(Stored items)

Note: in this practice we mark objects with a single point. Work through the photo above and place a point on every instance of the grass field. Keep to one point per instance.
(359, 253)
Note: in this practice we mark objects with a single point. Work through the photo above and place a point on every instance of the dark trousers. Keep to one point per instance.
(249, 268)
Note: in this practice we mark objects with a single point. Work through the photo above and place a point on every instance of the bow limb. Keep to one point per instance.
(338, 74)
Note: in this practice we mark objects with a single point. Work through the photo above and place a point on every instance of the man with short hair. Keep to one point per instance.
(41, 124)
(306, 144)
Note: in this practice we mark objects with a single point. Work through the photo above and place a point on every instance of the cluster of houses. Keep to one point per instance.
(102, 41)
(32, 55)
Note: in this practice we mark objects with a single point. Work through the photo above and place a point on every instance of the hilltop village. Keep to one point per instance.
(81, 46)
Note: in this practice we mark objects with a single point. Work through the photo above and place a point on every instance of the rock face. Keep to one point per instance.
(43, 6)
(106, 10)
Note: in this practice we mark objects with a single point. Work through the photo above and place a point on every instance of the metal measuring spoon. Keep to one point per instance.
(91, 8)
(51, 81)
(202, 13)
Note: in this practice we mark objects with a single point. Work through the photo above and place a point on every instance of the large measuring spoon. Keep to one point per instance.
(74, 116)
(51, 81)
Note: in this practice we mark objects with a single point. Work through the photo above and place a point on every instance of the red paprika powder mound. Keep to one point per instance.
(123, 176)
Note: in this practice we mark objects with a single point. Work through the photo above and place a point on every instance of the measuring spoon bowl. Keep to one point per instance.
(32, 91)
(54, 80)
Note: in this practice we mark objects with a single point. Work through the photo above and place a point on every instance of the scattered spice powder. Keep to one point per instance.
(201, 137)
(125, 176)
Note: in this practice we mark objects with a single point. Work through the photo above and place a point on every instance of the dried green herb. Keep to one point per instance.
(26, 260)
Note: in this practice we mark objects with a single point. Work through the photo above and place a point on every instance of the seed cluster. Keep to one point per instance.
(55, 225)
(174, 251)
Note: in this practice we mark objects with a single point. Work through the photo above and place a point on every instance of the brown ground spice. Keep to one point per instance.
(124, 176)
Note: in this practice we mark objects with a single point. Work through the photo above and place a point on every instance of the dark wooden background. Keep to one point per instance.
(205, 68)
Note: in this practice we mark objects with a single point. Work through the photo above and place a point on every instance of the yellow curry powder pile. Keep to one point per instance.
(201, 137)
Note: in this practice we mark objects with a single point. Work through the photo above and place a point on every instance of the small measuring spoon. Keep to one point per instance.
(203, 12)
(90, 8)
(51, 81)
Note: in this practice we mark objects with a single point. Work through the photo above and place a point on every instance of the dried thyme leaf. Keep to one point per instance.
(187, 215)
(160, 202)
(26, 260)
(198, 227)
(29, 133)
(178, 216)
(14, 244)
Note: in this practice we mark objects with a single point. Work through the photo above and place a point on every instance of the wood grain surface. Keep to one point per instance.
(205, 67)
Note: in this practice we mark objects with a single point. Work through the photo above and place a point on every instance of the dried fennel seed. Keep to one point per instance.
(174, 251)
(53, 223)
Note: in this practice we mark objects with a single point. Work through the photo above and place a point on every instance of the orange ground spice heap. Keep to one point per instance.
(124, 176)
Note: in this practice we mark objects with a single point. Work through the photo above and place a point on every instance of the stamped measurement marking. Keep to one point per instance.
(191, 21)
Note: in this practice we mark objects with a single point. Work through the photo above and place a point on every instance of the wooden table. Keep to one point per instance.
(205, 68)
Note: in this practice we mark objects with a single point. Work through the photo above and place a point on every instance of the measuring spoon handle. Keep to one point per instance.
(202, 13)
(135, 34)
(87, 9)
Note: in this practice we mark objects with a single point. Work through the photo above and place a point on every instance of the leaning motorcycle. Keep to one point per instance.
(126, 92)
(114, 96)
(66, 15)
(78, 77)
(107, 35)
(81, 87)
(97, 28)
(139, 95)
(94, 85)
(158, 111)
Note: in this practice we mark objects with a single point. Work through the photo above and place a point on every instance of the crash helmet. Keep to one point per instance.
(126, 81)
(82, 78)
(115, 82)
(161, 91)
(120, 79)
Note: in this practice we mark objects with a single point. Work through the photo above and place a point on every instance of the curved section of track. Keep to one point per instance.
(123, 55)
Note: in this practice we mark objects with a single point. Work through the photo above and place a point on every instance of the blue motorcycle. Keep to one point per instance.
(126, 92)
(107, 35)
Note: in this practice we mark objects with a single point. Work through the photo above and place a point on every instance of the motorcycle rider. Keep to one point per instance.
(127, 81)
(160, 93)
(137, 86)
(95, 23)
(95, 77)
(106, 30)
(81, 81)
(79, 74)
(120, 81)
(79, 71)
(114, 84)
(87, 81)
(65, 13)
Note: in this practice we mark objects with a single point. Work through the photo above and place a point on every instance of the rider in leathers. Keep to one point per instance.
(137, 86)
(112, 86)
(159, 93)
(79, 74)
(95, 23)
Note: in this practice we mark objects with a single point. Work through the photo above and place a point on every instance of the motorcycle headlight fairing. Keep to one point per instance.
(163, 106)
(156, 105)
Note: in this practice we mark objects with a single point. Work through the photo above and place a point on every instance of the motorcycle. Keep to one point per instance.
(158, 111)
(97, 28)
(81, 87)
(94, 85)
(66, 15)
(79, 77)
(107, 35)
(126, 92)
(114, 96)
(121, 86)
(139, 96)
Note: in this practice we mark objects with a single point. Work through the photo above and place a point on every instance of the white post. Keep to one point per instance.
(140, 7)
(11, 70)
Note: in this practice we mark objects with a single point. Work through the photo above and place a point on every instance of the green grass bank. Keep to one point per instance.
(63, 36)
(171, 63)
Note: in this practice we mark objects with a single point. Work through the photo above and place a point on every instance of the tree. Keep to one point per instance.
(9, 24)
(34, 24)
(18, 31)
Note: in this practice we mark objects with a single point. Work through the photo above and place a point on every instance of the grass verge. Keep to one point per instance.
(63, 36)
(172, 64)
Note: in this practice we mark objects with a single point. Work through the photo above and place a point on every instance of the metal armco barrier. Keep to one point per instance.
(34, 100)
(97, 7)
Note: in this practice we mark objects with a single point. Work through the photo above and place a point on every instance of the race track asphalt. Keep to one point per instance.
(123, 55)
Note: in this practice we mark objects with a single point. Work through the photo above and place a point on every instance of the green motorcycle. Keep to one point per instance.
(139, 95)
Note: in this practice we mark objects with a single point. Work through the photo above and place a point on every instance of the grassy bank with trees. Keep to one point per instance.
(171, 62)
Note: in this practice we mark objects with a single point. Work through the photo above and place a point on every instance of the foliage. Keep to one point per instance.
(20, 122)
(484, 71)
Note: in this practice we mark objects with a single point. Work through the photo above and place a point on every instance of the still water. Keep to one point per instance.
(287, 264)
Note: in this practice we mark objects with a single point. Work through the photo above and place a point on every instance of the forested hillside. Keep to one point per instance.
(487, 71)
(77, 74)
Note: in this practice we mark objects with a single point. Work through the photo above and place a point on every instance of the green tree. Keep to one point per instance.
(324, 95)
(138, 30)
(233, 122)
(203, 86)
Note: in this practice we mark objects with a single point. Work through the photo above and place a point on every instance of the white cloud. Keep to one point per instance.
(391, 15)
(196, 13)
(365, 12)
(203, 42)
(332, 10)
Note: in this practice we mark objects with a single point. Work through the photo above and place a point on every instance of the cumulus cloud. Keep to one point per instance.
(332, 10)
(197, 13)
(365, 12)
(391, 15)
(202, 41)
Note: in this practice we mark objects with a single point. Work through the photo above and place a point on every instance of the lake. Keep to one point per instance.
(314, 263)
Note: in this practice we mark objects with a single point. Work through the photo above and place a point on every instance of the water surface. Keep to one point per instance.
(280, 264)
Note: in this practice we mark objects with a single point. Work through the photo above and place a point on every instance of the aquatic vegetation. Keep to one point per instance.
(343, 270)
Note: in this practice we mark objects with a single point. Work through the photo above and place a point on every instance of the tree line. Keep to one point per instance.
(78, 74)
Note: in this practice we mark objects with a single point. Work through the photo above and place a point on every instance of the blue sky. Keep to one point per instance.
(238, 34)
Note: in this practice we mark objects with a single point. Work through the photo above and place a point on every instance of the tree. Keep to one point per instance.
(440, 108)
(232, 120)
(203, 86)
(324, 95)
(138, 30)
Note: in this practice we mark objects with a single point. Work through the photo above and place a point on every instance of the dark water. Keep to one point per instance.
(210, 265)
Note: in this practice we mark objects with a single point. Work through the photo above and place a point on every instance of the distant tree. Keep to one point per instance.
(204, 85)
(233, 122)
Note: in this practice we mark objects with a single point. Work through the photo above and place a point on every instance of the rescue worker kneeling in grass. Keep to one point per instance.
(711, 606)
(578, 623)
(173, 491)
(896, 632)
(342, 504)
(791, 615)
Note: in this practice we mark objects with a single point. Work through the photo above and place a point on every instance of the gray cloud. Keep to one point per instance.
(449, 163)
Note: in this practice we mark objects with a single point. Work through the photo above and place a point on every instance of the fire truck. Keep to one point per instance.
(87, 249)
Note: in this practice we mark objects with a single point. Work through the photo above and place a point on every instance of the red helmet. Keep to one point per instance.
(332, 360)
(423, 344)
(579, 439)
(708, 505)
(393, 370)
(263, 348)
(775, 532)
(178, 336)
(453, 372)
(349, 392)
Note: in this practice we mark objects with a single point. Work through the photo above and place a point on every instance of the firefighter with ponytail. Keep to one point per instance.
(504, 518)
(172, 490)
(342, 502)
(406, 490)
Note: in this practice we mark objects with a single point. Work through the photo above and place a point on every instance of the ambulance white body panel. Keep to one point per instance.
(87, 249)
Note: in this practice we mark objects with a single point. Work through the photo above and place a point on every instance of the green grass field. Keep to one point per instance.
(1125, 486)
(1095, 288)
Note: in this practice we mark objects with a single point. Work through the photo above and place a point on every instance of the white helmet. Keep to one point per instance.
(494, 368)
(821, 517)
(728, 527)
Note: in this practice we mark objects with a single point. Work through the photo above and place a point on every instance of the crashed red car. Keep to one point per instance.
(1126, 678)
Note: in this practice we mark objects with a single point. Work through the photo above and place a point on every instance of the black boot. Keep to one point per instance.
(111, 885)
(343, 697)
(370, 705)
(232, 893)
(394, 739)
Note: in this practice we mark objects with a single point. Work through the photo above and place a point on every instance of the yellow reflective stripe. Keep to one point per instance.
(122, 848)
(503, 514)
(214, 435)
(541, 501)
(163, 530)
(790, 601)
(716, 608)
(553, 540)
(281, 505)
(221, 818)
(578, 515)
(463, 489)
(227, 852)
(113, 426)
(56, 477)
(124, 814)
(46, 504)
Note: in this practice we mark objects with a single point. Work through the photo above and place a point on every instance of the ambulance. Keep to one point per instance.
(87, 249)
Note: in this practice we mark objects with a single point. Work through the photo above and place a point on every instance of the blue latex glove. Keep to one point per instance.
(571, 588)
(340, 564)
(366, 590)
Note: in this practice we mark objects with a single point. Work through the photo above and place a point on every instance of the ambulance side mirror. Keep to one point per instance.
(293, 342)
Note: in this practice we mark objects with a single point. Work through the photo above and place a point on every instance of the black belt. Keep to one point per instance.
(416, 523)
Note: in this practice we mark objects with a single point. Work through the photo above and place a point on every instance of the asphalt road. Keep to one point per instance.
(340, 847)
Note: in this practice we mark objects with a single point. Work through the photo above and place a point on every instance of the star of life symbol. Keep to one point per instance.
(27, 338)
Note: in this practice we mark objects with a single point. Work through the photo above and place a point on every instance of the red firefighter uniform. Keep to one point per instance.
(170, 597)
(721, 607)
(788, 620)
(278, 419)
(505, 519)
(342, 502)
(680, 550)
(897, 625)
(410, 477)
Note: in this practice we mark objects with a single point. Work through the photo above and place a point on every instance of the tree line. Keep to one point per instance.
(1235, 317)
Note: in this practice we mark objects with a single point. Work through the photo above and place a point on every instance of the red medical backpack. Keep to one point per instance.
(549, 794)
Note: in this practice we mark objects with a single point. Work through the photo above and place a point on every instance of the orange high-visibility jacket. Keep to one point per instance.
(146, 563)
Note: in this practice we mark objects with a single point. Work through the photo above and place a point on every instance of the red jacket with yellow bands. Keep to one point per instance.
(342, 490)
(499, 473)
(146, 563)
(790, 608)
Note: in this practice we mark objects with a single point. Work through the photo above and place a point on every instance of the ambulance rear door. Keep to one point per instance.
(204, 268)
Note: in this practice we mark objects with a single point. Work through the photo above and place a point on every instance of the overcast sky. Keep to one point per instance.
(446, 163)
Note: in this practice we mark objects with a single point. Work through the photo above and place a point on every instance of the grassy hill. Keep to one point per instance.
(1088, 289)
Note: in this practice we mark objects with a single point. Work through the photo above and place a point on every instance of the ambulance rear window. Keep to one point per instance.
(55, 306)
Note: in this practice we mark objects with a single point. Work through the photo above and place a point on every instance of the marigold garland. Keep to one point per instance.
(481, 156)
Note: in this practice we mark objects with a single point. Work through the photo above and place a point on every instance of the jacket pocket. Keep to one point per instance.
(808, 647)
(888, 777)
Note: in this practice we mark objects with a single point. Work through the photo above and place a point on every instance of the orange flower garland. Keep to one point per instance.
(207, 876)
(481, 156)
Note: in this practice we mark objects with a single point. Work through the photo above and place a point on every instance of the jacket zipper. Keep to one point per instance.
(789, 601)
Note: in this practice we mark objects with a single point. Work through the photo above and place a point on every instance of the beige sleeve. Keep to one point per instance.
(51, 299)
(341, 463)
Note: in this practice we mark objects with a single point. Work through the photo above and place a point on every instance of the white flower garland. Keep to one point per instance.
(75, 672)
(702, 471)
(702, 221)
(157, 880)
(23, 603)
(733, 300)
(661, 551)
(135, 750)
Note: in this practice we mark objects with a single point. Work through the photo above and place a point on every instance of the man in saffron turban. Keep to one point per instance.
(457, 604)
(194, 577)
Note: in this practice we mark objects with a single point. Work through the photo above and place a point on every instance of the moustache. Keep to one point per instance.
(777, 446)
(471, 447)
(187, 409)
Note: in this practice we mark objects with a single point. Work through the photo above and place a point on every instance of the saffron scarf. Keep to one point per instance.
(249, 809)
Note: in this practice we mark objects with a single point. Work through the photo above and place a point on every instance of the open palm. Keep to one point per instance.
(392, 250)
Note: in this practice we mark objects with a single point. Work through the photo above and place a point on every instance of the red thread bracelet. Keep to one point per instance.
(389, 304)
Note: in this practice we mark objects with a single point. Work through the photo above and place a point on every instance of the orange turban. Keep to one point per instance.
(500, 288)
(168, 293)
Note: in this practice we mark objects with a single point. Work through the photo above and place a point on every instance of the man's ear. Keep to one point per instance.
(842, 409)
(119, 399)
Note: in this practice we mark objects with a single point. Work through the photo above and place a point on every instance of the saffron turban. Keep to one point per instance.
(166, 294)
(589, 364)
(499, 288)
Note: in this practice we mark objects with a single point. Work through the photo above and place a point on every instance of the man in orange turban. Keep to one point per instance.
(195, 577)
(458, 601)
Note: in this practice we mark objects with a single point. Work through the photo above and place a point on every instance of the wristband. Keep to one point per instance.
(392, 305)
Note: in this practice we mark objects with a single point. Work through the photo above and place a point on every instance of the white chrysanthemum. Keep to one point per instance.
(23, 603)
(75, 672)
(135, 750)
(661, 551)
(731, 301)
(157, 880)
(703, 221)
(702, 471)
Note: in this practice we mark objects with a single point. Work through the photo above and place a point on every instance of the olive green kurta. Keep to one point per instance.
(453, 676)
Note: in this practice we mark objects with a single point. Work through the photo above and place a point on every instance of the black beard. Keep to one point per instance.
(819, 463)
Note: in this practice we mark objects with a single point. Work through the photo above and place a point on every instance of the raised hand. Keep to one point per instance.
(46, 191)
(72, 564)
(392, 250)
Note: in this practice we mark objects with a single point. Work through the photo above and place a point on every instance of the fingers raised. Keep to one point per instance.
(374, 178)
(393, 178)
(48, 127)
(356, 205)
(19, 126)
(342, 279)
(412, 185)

* _Exercise aim_
Copy out the lines from the one containing "symbol. Keep to one point per instance." through the one containing "(1235, 317)", inclusive, replacing "tree line" with "forest edge" and changing nothing else.

* _Response to this task_
Note: in this practice we mark objects with a single point. Work through the photo above and place a point on every instance of the star of life symbol. Keep to one point per instance.
(27, 338)
Note: in this practice we mark objects with a single point. Work through the photo above and place a point on every instance of the red firefighter uniform. Keep to one point per instance.
(170, 597)
(721, 607)
(788, 620)
(278, 419)
(505, 519)
(342, 502)
(680, 550)
(897, 625)
(410, 477)
Note: in this practice we mark objects with a single point. Work through the photo above and place a point on every instance of the forest edge. Keep to one point per instance.
(1235, 317)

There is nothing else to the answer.